* **WHAT IS NEEDED**
Rewrite the data below with each "tracery" replaced by "stonework" and everything else left as it is. Leave the pictures out.
━━━ AVAILABLE RECORDS
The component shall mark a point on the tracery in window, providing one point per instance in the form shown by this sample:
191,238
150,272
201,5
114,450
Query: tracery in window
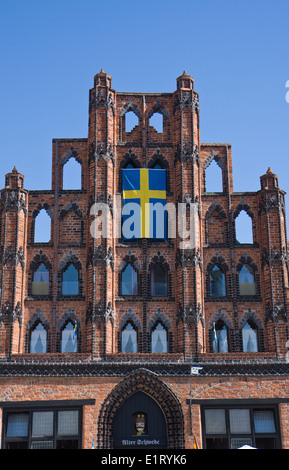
━━━━━━
* **FULL SOLUTION**
The component shall mark a point on the stonework in window, providing one point per instance in the form shown by this sample:
191,238
150,272
201,5
114,450
Query: stonework in window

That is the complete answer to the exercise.